Provided text –
## START

Tuesday, April 01, 2014

April 1, 2014 at 1:00 am

Report: Well-being of African-Americans in Michigan Among Worst in Nation
Demonstration against attacks on public education on March 4, 2010.
Charles E. Ramirez
The Detroit News

The well-being of African-American children in Michigan is among the worst in the nation, according to a report to be released today.

The Kids Count report found only Mississippi and Wisconsin fared worse than the Wolverine state, based on 12 criteria, including normal birth weights, education of parents and the number of children living at or above poverty.

“For us to be third lowest in the country was pretty shocking,” said Jane Zehnder-Merrell, director of the Kids Count in Michigan project at the Michigan League for Public Policy in Lansing. “The country doesn’t look very good either.”

The national average score is 345 points out of a possible 1,000. Michigan’s score was 244.

## END

Dataset records
## START

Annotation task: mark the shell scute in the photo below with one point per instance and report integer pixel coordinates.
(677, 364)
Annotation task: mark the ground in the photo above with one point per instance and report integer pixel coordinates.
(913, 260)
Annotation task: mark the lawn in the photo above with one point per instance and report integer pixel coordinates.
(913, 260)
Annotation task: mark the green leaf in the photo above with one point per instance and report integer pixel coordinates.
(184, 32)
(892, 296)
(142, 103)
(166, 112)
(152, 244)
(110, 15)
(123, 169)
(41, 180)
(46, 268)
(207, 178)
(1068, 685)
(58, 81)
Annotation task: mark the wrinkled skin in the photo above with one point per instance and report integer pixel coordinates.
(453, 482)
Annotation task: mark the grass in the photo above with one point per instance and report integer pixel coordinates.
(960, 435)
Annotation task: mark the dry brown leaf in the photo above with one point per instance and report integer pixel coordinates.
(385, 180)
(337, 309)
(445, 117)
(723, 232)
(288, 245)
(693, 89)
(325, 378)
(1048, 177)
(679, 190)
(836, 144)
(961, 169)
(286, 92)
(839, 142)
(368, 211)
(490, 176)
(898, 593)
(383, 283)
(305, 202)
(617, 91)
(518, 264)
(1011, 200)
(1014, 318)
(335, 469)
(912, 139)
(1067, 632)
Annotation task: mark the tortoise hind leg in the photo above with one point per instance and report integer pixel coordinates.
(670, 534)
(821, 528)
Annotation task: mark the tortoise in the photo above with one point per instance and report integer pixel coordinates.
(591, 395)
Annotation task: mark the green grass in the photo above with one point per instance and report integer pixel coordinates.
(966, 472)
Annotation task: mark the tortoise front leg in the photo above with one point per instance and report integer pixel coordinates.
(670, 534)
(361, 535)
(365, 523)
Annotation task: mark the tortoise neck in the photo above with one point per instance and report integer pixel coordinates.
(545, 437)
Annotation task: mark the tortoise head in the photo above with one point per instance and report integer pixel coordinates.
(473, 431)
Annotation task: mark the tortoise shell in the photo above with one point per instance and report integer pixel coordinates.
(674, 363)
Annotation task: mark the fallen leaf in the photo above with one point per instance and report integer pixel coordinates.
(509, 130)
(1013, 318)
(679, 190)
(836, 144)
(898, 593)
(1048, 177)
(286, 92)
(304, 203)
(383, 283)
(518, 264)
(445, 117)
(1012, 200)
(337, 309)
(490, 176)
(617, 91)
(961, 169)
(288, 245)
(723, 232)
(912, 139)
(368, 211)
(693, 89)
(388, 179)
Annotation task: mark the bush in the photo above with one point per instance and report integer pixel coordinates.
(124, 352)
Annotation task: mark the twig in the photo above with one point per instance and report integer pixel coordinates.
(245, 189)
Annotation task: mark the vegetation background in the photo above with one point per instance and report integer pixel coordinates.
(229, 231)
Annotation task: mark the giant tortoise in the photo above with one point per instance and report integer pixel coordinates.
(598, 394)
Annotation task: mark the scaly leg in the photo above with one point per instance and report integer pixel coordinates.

## END

Task objective –
Answer these questions about the article on the Kids Count report:
1. Which two states fared worse than Michigan?
2. Who is the director of the Kids Count in Michigan project?
3. What score did Michigan receive?
The entries stand apart from the article about the Kids Count report.

Response to this exercise –
1. Mississippi and Wisconsin
2. Jane Zehnder-Merrell
3. 244 out of a possible 1,000